PASSAGE FOR REVIEW
■ ■ ■ ■ ■ ■ ■

English Premier League football clubs have been urged to improve disabled facilities at stadia in a report published today (Monday) by the UK’s Culture, Media and Sport Committee.

The Committee did applaud the efforts of many football, rugby league, rugby union and cricket clubs for their efforts in catering for disabled fans, but said it was “completely unacceptable” that some Premier League clubs have “failed to carry out even basic adaptations” in the past 20 years.

The report states that it is “very clear that sports clubs, notably many of those with very considerable income and resources, have not done anywhere near enough for sports fans with disabilities in recent years, despite the increase in income many of those clubs have enjoyed.”

The report cited West Ham, which last summer moved to the London Stadium, as an example, pointing to the fact that some former wheelchair spaces have been allocated a dual use for wheelchair users or for hospitality facilities.

The Committee said it “expects the needs of disabled fans to receive priority over the desire to charge a premium for extra hospitality accommodation, and, given the huge public investment in converting the Olympic Stadium into a Premier League football ground, all the partners involved should at the very (least) ensure that West Ham becomes an exemplar regarding disabled access”.

The Premier League has suggested it would consider sanctioning clubs that fail to comply with disability regulations at stadia.

Damian Collins MP, Chair of the Committee, said: “When we see examples of good practice at some clubs that are already providing disabled supporters with a good experience when they attend matches, it is especially disappointing that some of the rich clubs are not doing more. Sports fans with disabilities are not asking for a large number of expensive changes – only to have their needs taken into account in the way sports stadia are designed and operated. It is high time that sports clubs, especially for example those with plenty of resources as in football’s Premier League, changed their mindset. This isn’t really about money, it’s about the will to do it.

“It is in clubs’ own interests to pay more attention to the often very moderate needs of such a large proportion of the UK population. Most clubs do not sell all the tickets for games, and a reputation for being well adapted and welcoming to disabled supporters should enhance their reputations generally.”

■ ■ ■ ■ ■ ■ ■

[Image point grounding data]
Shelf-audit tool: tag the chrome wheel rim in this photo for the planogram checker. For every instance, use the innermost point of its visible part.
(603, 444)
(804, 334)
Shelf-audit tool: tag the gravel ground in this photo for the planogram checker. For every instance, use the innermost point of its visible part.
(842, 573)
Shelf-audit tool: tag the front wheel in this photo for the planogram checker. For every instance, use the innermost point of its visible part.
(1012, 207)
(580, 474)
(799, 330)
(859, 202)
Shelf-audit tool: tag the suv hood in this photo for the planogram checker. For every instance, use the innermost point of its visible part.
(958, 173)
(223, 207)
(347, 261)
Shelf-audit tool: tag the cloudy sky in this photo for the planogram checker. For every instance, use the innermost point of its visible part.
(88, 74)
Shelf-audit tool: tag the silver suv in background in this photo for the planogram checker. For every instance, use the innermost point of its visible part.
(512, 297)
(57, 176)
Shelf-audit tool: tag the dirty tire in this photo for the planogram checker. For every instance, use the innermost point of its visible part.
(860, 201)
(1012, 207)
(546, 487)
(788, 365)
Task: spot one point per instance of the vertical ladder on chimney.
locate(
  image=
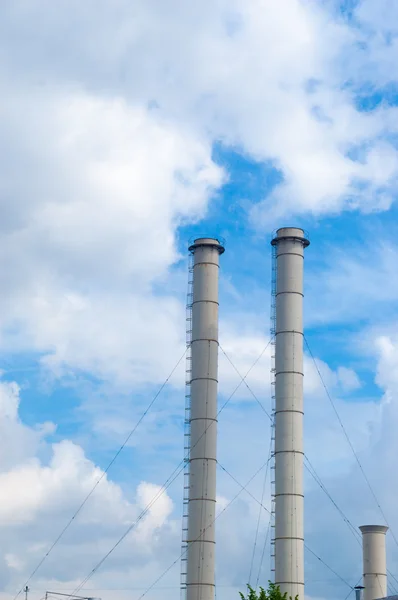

■ ■ ■ ■ ■ ■ ■

USING THE INFORMATION
1 - List the sports whose clubs the Committee praised for their efforts in catering for disabled fans, according to the article on disabled access at sports stadia.
2 - Update part of the article on disabled access at sports stadia by changing "hospitality facilities" to "corporate boxes". Begin at the words "The report cited" and stop after "for hospitality facilities.".
This material was drawn from a separate source.

ANSWERS BY TASK
1 - Football, rugby league, rugby union and cricket.

2 -
The report cited West Ham, which last summer moved to the London Stadium, as an example, pointing to the fact that some former wheelchair spaces have been allocated a dual use for wheelchair users or for corporate boxes.